Given passage:
** begin **
File size: 3,148 Bytes

---
license: apache-2.0
tags:
  - pytorch
  - keypoint-detection
  - human-pose-estimation
  - heatmap-regression
  - computer-vision
  - detr
  - coco
model-index:
  - name: detr-pose-coco50
    results:
      - task:
          type: pose-estimation
          name: Human Pose Estimation
        dataset:
          type: COCO
          name: COCO 2017 (50-person subset)
        metrics:
          - type: MSELoss
            value: ~0.02
            name: Heatmap MSE
---

# 📌 **DETR + Keypoint Estimation (COCO Subset)**
Author: [@Koushik](https://huggingface.co/Koushim)

---

### 🧠 Model Overview

This project combines:

* 🤖 [facebook/detr-resnet-50](https://huggingface.co/facebook/detr-resnet-50) (object detector)
* 🧱 Custom PyTorch keypoint head
* 📊 Trained on 500-person subset of [COCO 2017 Keypoints](https://cocodataset.org/#keypoints-2020)

The system detects people using DETR, then predicts 17 COCO-style keypoints (top-down) using heatmap regression.
** end **
Data segment:
** begin **
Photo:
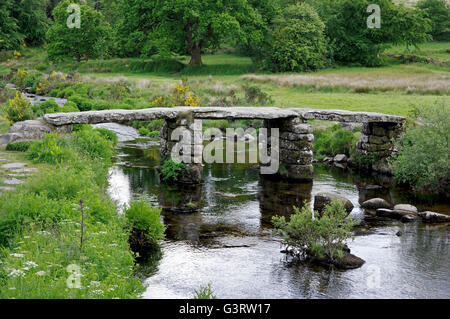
** end **
Objectives:
1. Reproduce the part of the model card starting with "### 🧠 Model" and going on through "[COCO 2017 Keypoints](https://cocodataset.org/#keypoints-2020)".
2. Decide whether each statement agrees with the model card. Answer yes or no and quote the words that settle it.
(a) The keypoint head is written in PyTorch.
(b) The model is released under an MIT license.
(c) The keypoints are predicted with a bottom-up approach.

Solved tasks:
1.
### 🧠 Model Overview

This project combines:

* 🤖 [facebook/detr-resnet-50](https://huggingface.co/facebook/detr-resnet-50) (object detector)
* 🧱 Custom PyTorch keypoint head
* 📊 Trained on 500-person subset of [COCO 2017 Keypoints](https://cocodataset.org/#keypoints-2020)

2.
(a) Yes: "Custom PyTorch keypoint head"
(b) No: "license: apache-2.0"
(c) No: "predicts 17 COCO-style keypoints (top-down)"